**RECORD EXCERPTS:**
━━━

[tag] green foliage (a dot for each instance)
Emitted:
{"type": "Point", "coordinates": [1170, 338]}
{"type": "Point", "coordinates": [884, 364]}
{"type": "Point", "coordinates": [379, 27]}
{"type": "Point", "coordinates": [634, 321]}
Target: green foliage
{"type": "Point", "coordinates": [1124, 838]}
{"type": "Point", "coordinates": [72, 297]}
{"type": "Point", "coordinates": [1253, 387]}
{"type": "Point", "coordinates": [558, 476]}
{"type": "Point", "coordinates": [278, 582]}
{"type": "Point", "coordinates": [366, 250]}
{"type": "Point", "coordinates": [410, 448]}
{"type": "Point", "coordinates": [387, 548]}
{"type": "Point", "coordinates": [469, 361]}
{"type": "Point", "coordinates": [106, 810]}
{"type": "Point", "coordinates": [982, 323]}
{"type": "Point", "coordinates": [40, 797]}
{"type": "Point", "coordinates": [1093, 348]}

━━━

Write out the records. Leave nothing out and change nothing.

**RESULT:**
[tag] green foliage (a dot for each instance)
Emitted:
{"type": "Point", "coordinates": [1170, 338]}
{"type": "Point", "coordinates": [884, 364]}
{"type": "Point", "coordinates": [379, 27]}
{"type": "Point", "coordinates": [634, 321]}
Target: green foliage
{"type": "Point", "coordinates": [1124, 838]}
{"type": "Point", "coordinates": [72, 297]}
{"type": "Point", "coordinates": [1253, 387]}
{"type": "Point", "coordinates": [558, 476]}
{"type": "Point", "coordinates": [278, 582]}
{"type": "Point", "coordinates": [366, 250]}
{"type": "Point", "coordinates": [410, 448]}
{"type": "Point", "coordinates": [387, 548]}
{"type": "Point", "coordinates": [469, 361]}
{"type": "Point", "coordinates": [106, 810]}
{"type": "Point", "coordinates": [982, 323]}
{"type": "Point", "coordinates": [40, 797]}
{"type": "Point", "coordinates": [1093, 348]}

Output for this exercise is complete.